(Task):
Only the text of the entries below should be returned, exactly as given, without pictures.

(Data supplied):

*** Begin section ***

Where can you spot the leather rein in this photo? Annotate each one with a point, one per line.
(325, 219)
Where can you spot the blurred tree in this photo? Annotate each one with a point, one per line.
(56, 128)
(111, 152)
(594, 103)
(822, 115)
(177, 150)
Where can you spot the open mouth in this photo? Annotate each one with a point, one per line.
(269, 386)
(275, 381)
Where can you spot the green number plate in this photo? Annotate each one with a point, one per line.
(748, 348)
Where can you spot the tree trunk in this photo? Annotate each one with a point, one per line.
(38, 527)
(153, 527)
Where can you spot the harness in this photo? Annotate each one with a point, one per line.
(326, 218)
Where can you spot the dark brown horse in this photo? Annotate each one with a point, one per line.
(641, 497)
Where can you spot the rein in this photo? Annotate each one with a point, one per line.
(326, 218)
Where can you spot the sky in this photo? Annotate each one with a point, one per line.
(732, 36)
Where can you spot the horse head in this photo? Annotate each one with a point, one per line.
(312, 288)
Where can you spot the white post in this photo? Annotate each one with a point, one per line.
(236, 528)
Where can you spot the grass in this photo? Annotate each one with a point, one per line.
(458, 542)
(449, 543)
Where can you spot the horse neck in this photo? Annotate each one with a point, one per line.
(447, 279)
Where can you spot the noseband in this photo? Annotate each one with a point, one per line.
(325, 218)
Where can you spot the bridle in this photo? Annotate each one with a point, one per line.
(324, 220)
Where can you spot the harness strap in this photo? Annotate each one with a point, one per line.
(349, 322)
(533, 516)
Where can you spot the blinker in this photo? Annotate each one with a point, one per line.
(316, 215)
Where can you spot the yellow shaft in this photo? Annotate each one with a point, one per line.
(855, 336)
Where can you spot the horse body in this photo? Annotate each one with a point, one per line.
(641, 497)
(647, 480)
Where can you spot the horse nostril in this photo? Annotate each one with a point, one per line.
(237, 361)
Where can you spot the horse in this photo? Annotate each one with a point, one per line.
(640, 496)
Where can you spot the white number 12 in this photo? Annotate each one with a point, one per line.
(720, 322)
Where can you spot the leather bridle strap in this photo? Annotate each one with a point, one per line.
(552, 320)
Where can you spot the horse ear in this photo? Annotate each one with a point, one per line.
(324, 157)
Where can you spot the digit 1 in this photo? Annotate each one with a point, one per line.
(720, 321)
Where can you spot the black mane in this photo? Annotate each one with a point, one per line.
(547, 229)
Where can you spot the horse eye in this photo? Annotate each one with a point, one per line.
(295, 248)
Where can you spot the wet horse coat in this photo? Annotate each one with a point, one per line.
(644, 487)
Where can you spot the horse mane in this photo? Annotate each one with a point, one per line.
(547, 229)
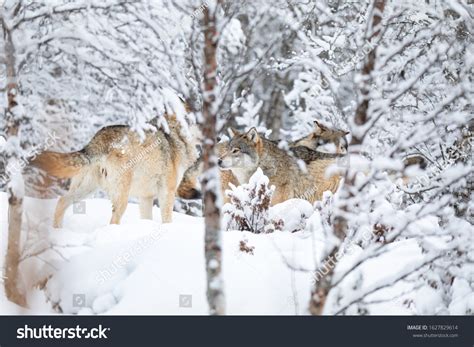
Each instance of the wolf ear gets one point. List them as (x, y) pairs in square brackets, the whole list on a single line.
[(232, 132), (252, 135)]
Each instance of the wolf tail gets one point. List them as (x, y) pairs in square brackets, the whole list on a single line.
[(61, 165)]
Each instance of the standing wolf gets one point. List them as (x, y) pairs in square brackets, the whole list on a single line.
[(247, 151), (117, 161)]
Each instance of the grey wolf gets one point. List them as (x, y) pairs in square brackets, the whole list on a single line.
[(245, 152), (122, 164)]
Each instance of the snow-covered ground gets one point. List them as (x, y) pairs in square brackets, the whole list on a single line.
[(145, 267)]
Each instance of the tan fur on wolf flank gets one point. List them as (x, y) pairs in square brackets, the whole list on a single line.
[(116, 161), (246, 152)]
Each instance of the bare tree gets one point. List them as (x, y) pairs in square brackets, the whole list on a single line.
[(13, 289), (323, 285)]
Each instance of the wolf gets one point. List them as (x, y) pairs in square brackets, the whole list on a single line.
[(122, 164), (323, 138), (246, 152)]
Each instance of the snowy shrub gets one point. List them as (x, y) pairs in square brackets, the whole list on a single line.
[(249, 206)]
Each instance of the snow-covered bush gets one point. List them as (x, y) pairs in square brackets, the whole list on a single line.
[(249, 206)]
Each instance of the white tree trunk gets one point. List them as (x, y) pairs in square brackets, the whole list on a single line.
[(212, 218), (13, 288)]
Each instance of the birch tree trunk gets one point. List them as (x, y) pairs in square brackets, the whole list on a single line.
[(211, 182), (324, 284), (12, 285)]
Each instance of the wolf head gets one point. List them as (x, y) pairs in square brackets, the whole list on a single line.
[(324, 139), (243, 151)]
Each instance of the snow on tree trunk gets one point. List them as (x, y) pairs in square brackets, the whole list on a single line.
[(12, 284), (323, 285), (212, 213)]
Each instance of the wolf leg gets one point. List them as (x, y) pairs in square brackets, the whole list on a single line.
[(146, 207), (81, 186), (166, 196), (119, 198)]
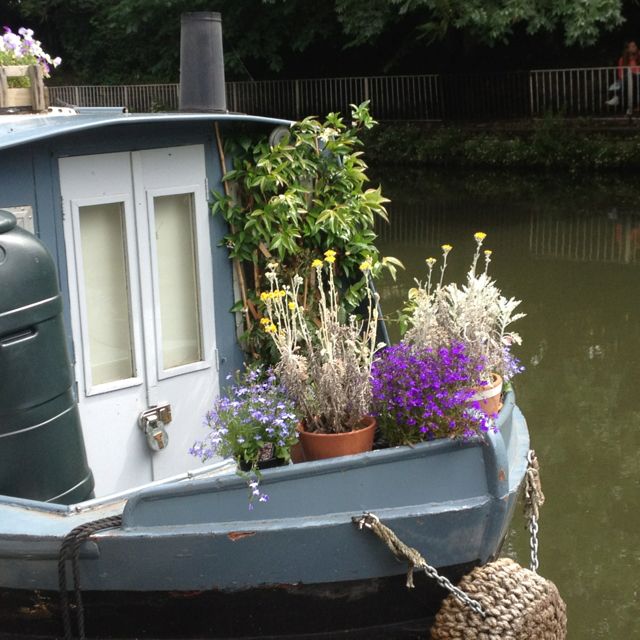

*** End section ***

(Result):
Where can you spot the leather rein in this photo? Annotate each one with a point, one per line.
(325, 219)
Where can you spot the blurred tree in this photo? Annotate each one with a point, one per line.
(56, 128)
(111, 152)
(594, 103)
(822, 115)
(177, 150)
Where can you spot the open mouth in this photo? Annotate each one with a point, one per line.
(269, 386)
(275, 381)
Where can you spot the green number plate in this photo? Annotate each one with a point, one per line.
(748, 348)
Where can you spot the tree trunk in this photo? Annotate each one with a point, one per line.
(38, 527)
(153, 527)
Where can you spot the harness in this photo? Annotate each one with a point, one per line.
(326, 218)
Where can you spot the dark brown horse in this photo? Annotate each one with a point, one per line.
(641, 497)
Where can you spot the rein in this photo? Annotate each one with a point, one per line.
(326, 218)
Where can you spot the sky in this photo? Annotate each one with a point, one per line.
(732, 36)
Where can you spot the horse head in this photo? Annotate each one with a point, one per line.
(312, 288)
Where can you spot the white post in this photo? Annotate each one with a point, one per line.
(236, 528)
Where can you spot the grass in this photo? Annotate each one with a point, one per line.
(458, 542)
(449, 543)
Where can you spot the horse neck in this photo? Annotate each one with a point, one per line.
(447, 279)
Where can you spot the noseband in this photo? Annotate each one with a point, one per line.
(325, 218)
Where can you spot the bridle in this photo? Annotate each one with a point, one per line.
(324, 220)
Where can you spot the harness strap in this photo? Annotate each one with a point, one per line.
(349, 322)
(533, 516)
Where can you spot the blinker in this photo? Annotate each one with a point, one per line.
(316, 215)
Where can you spot the yellow shaft in this photo? Annotate each one with a point, one per line.
(855, 336)
Where can you spot the horse body in this photo? Annotate each one with a point, one per line.
(641, 497)
(647, 480)
Where can you spot the horse nostril in this photo? Annotate each one with a point, one per line.
(237, 361)
Where can you spot the horse in this photo? Annotate each one with a point, one per line.
(640, 496)
Where can you spot the white number 12 in this photo? Annotate each one with a point, one per line.
(720, 322)
Where can you spot the leather bridle strap in this photo? Annotate each one with a point, one per line.
(552, 320)
Where can you spot the horse ear in this photo? Annotate each one with a point, one per line.
(324, 157)
Where can you spot the digit 1 in this photo? Annotate each one with a point, one per line.
(720, 321)
Where can you spot the black mane in this photo? Annotate each one with a point, one per line.
(547, 229)
Where can you spot the horse eye in this photo? Annotate each one with a point, one per line.
(295, 248)
Where can you spot the wet horse coat in this photo? Annotate each one with a point, one per line.
(644, 487)
Where can you spot the horse mane in this photo? Annotate each one with a point, one per line.
(547, 229)
Each instance of the wolf ear gets one point. List them as (x, y) pairs in square brackets, the whole list on a single line.
[(232, 132), (252, 135)]
Each instance of the wolf tail gets one point. List them as (x, y) pairs in square brackets, the whole list on a single line.
[(61, 165)]
Each instance of the standing wolf gets one point. List them as (x, y) pairs in square brackets, the whole list on a single line.
[(247, 151), (117, 161)]
Each instance of the grey wolf gets one point. List them as (x, y) pairs in square brackets, the whole list on a single line.
[(245, 152), (122, 164)]
Each instance of the snow-covered ground gets one point. List them as (x, y) pairs in square brackets, the whole list on a single line.
[(145, 267)]
Each instance of the tan fur on wolf flank gets one point. List them as (x, y) pairs in square brackets, the whole list on a single line.
[(116, 161), (246, 152)]
Each instance of the bare tree gets one point. List them as (x, y) pairs in square brackets, the whole list on a single line.
[(13, 289), (323, 285)]
Each instance of the wolf gets one point. List them as (x, y) pairs in square brackets, the whole list on a single line.
[(122, 164), (323, 138), (246, 152)]
Each instance of the snowy shrub gets one point. List them as (x, y) pairs in square brackets, the whole list on a single line.
[(249, 206)]
Each instance of the snow-covered bush gets one point. List them as (x, y) pairs in square brackets, the whole list on a single line.
[(249, 206)]
Each instance of the white tree trunk gets one point. List them as (x, y) pairs in square brackets, the whole list on a single line.
[(212, 218), (13, 288)]
Each instance of the birch tree trunk gets one point. List them as (x, y) pairs in square brackets, the whole list on a single line.
[(211, 182), (324, 284), (12, 285)]
Each instance of the wolf head gets one point. List them as (x, y) pairs in square brackets, the whole list on a single line.
[(324, 139), (243, 151)]
Each instance of the snow on tree trunk gets one point. List them as (x, y) pairs in square brackets, the whole list on a single line.
[(12, 284), (323, 285), (212, 213)]
Each instance of the wolf leg gets one point. List them as (x, y) pairs in square brackets, the whole list on a single line.
[(146, 207), (81, 186), (166, 196), (119, 198)]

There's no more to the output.